→ **ACTIVITY**:
The full listing, reproduced exactly, is what the response must contain.
* * *
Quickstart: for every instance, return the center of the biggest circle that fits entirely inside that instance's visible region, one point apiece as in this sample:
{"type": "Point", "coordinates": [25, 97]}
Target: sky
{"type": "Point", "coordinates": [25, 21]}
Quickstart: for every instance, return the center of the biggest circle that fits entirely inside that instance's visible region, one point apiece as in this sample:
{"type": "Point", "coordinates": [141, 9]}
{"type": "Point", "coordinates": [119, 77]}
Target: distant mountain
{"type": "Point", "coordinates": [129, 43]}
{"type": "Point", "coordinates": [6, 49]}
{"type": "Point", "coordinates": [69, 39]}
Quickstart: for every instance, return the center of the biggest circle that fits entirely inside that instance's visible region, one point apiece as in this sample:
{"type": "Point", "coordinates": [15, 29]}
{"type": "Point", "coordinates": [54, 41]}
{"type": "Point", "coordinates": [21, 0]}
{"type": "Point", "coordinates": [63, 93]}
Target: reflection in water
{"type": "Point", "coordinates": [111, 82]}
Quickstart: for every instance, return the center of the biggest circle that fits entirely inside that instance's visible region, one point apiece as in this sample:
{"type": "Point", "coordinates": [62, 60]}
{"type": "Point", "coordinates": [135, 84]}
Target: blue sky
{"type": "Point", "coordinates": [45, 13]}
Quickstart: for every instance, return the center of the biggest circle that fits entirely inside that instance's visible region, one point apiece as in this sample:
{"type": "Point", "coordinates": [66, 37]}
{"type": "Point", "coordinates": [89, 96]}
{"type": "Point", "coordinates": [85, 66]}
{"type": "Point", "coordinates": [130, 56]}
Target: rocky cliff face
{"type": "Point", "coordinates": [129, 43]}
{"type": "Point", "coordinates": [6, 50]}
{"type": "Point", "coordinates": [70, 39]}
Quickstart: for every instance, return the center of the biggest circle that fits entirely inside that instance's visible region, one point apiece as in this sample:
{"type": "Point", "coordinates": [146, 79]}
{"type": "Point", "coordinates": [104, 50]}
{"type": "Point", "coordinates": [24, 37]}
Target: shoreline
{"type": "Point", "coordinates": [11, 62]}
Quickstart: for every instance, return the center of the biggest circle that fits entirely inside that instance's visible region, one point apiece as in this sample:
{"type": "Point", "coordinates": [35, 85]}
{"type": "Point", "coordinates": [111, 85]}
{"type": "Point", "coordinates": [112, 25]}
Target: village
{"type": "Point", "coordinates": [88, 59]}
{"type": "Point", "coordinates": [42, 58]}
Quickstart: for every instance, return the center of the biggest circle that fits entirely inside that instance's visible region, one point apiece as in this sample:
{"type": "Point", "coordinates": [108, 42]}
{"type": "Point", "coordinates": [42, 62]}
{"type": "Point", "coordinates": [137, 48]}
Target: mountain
* * *
→ **EXERCISE ANSWER**:
Quickstart: for every instance, return the center of the biggest circle that fits entirely inside that instance's visible region, one point apiece as in this sample:
{"type": "Point", "coordinates": [25, 97]}
Target: sky
{"type": "Point", "coordinates": [25, 21]}
Quickstart: for every instance, return the center of the biggest circle that fits entirely inside that instance's visible region, one point apiece as in this sample:
{"type": "Point", "coordinates": [141, 9]}
{"type": "Point", "coordinates": [119, 77]}
Target: distant mountain
{"type": "Point", "coordinates": [129, 43]}
{"type": "Point", "coordinates": [6, 49]}
{"type": "Point", "coordinates": [69, 39]}
Quickstart: for every instance, return the center of the biggest circle that fits entirely inside that instance's visible region, one point apiece as in this sample:
{"type": "Point", "coordinates": [15, 29]}
{"type": "Point", "coordinates": [54, 41]}
{"type": "Point", "coordinates": [21, 0]}
{"type": "Point", "coordinates": [63, 93]}
Target: reflection in water
{"type": "Point", "coordinates": [111, 82]}
Quickstart: for every instance, return the center of the biggest circle that fits entirely inside that instance's visible region, one point apiece as in this sample:
{"type": "Point", "coordinates": [62, 60]}
{"type": "Point", "coordinates": [135, 84]}
Target: blue sky
{"type": "Point", "coordinates": [45, 13]}
Quickstart: for every instance, return the center of the biggest circle that fits entirely inside that instance's visible region, one point apiece as in this sample:
{"type": "Point", "coordinates": [66, 37]}
{"type": "Point", "coordinates": [89, 96]}
{"type": "Point", "coordinates": [85, 66]}
{"type": "Point", "coordinates": [130, 56]}
Target: rocky cliff face
{"type": "Point", "coordinates": [129, 43]}
{"type": "Point", "coordinates": [6, 50]}
{"type": "Point", "coordinates": [70, 39]}
Quickstart: for every instance, return the center of the biggest circle that fits entirely inside that instance's visible region, one point apiece as in this sample:
{"type": "Point", "coordinates": [146, 79]}
{"type": "Point", "coordinates": [104, 50]}
{"type": "Point", "coordinates": [24, 37]}
Target: shoreline
{"type": "Point", "coordinates": [11, 62]}
Quickstart: for every instance, return the center of the biggest circle that fits entirely inside that instance's visible region, one point apiece as in this sample:
{"type": "Point", "coordinates": [35, 85]}
{"type": "Point", "coordinates": [111, 85]}
{"type": "Point", "coordinates": [112, 25]}
Target: village
{"type": "Point", "coordinates": [88, 59]}
{"type": "Point", "coordinates": [42, 58]}
Quickstart: for every instance, return the center of the biggest circle that fits entirely inside that instance's visible region, one point apiece as in this sample:
{"type": "Point", "coordinates": [108, 42]}
{"type": "Point", "coordinates": [42, 62]}
{"type": "Point", "coordinates": [137, 48]}
Target: mountain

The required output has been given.